Problems to solve:
(a) Summarize the text on Nelbert Chouinard in two sentences.
(b) In the text on Nelbert Chouinard, render this sentence in Spanish: "Her partnership with Walt and Roy Disney created the foundation for what is today the California Institute of the Arts."

- Born: Nelbertina Murphy February 9, 1879 Montevideo, Minnesota, U.S.
- Died: July 9, 1969 (aged 90) South Pasadena, California, U.S.
- Education: Pratt Institute
- Website: www.chouinardfoundation.org

= Nelbert Chouinard =

American artist (1879–1969)

Nelbert Chouinard (born Nelbertina Murphy; 1879–1969) was an American artist who founded the Chouinard Arts Institute (1921) in Los Angeles, California. The Institute had a great influence on artists and art education, creating progressive educational pathways that helped incubate artists who, in turn, defined many directions in the arts—from visual art and design, to fashion and costume design, animation and motion pictures. Her partnership with Walt and Roy Disney created the foundation for what is today the California Institute of the Arts.

==Education==
Nelbert Murphy began her art education at Windom Institute in her hometown of Montevideo, Minnesota. She was a 1904 graduate in fine art, from the Pratt Institute in New York.

Supplied information:
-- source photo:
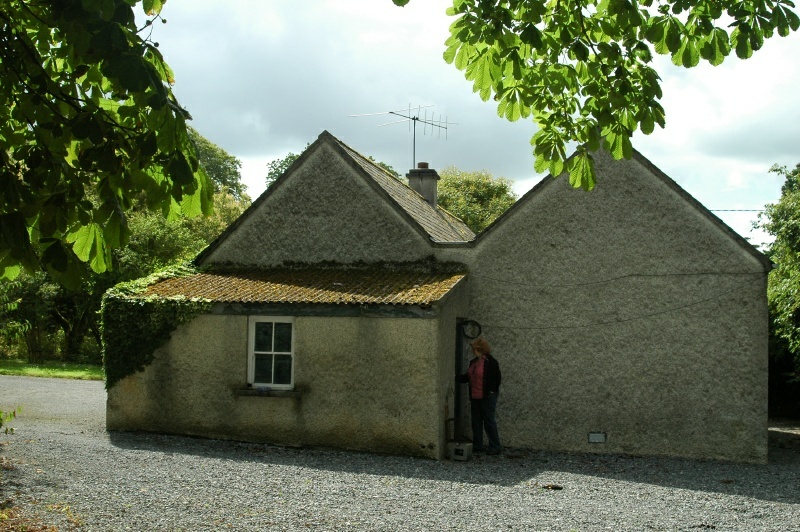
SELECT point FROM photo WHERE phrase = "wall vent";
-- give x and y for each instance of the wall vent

Answer list:
(a) Nelbert Chouinard, born Nelbertina Murphy, was an American artist who founded the Chouinard Arts Institute in Los Angeles in 1921. The Institute created progressive educational pathways that helped incubate artists in fields from visual art and design to animation and motion pictures, and her partnership with Walt and Roy Disney laid the foundation for today's California Institute of the Arts.

(b) Su asociación con Walt y Roy Disney sentó las bases de lo que hoy es el California Institute of the Arts.